-- Begin Records for the exercise --

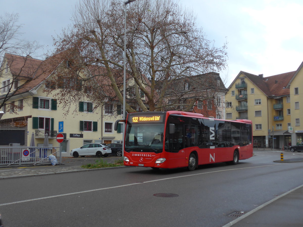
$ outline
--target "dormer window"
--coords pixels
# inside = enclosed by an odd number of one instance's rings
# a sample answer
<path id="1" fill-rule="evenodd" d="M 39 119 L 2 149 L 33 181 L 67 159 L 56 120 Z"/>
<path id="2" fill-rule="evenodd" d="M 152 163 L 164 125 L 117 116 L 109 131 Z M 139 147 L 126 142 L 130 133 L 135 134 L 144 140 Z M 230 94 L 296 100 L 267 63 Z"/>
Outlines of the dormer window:
<path id="1" fill-rule="evenodd" d="M 185 90 L 188 90 L 189 89 L 189 83 L 188 82 L 185 83 Z"/>

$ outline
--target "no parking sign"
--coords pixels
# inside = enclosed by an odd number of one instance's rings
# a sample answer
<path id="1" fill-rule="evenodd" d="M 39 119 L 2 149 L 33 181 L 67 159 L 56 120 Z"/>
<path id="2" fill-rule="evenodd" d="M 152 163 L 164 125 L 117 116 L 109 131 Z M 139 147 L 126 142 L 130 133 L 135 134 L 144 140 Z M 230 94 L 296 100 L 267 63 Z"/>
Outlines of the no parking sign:
<path id="1" fill-rule="evenodd" d="M 29 160 L 29 151 L 28 149 L 25 149 L 22 151 L 22 161 Z"/>

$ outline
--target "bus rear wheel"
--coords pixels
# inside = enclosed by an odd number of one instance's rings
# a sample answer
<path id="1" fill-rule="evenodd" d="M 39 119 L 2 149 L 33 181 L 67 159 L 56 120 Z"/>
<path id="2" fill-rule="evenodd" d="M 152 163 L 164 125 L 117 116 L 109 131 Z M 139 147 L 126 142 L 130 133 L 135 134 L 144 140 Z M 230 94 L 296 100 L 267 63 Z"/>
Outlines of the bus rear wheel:
<path id="1" fill-rule="evenodd" d="M 188 166 L 187 167 L 190 171 L 194 170 L 197 168 L 197 158 L 196 155 L 193 153 L 192 153 L 189 156 L 188 158 Z"/>
<path id="2" fill-rule="evenodd" d="M 237 165 L 239 162 L 239 154 L 238 152 L 236 151 L 234 152 L 233 158 L 232 161 L 230 163 L 232 165 Z"/>

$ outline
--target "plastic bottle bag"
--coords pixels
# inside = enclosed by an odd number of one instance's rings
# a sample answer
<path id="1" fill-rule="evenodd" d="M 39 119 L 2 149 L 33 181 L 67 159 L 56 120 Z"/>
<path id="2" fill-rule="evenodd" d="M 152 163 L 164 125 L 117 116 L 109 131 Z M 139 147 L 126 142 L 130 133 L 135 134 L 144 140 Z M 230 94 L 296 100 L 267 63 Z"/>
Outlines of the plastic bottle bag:
<path id="1" fill-rule="evenodd" d="M 55 166 L 58 164 L 58 161 L 57 161 L 57 158 L 54 155 L 51 154 L 48 156 L 48 159 L 52 163 L 52 165 Z"/>

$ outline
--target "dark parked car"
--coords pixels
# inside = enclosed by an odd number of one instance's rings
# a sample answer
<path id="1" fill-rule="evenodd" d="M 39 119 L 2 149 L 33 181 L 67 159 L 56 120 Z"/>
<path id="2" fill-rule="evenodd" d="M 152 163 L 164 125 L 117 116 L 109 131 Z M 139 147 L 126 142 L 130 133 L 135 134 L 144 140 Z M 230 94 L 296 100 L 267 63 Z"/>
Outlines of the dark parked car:
<path id="1" fill-rule="evenodd" d="M 291 146 L 289 149 L 292 152 L 294 152 L 296 150 L 298 152 L 301 152 L 303 150 L 303 143 L 300 143 L 298 145 Z"/>
<path id="2" fill-rule="evenodd" d="M 122 149 L 123 148 L 122 143 L 108 143 L 106 145 L 112 149 L 112 153 L 106 154 L 107 155 L 122 156 Z"/>

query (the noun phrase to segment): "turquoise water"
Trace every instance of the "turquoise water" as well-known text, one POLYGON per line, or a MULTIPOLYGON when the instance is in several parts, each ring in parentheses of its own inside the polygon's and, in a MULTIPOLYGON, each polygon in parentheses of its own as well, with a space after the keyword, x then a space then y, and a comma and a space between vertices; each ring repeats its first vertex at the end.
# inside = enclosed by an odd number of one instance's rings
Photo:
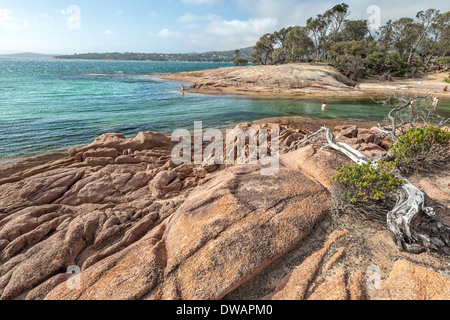
MULTIPOLYGON (((222 129, 271 117, 380 121, 372 101, 267 100, 181 95, 180 83, 148 75, 229 66, 223 63, 0 60, 0 160, 91 143, 106 132, 170 134, 178 128, 222 129)), ((441 112, 450 116, 449 101, 441 112)))

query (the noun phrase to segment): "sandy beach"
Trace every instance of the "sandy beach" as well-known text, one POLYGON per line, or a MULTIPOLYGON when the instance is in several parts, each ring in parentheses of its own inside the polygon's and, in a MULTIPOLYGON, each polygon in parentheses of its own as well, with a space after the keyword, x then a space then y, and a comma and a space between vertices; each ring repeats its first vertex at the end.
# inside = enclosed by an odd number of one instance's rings
POLYGON ((380 81, 352 81, 323 63, 286 64, 276 66, 227 67, 215 70, 161 74, 157 77, 191 84, 187 92, 233 94, 259 98, 371 98, 394 93, 439 97, 447 73, 423 78, 380 81), (356 88, 356 85, 358 87, 356 88))

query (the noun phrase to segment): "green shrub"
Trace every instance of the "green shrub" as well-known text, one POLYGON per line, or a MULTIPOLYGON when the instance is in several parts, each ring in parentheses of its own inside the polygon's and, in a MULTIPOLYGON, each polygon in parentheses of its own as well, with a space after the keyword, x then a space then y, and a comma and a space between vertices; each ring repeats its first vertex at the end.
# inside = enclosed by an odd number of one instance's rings
POLYGON ((391 146, 397 167, 405 173, 431 169, 449 157, 450 132, 428 125, 408 130, 391 146))
POLYGON ((338 195, 352 204, 383 201, 389 192, 402 185, 403 180, 394 176, 395 164, 380 161, 377 166, 349 164, 338 168, 338 174, 331 178, 338 184, 338 195))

-- End Records for the exercise --

> Given request: Output the lines from the start of the items up to and including the line containing "Outlines of the dormer" as a JSON list of strings, one string per line, with blank lines omitted. Leave the pictures out of the list.

> Written response:
[
  "$ outline",
  "--target \"dormer window\"",
  "--coords pixels",
  "# inside = enclosed by an odd number of one instance's rings",
  "# a sample answer",
  "<path id=\"1\" fill-rule=\"evenodd\" d=\"M 39 119 L 2 149 L 33 181 L 67 159 L 56 120 Z\"/>",
  "<path id=\"2\" fill-rule=\"evenodd\" d=\"M 152 163 L 164 125 L 117 116 L 109 131 Z M 139 147 L 126 142 L 130 133 L 135 134 L 144 140 Z M 230 94 L 296 100 L 267 63 Z\"/>",
  "Outlines of the dormer window:"
]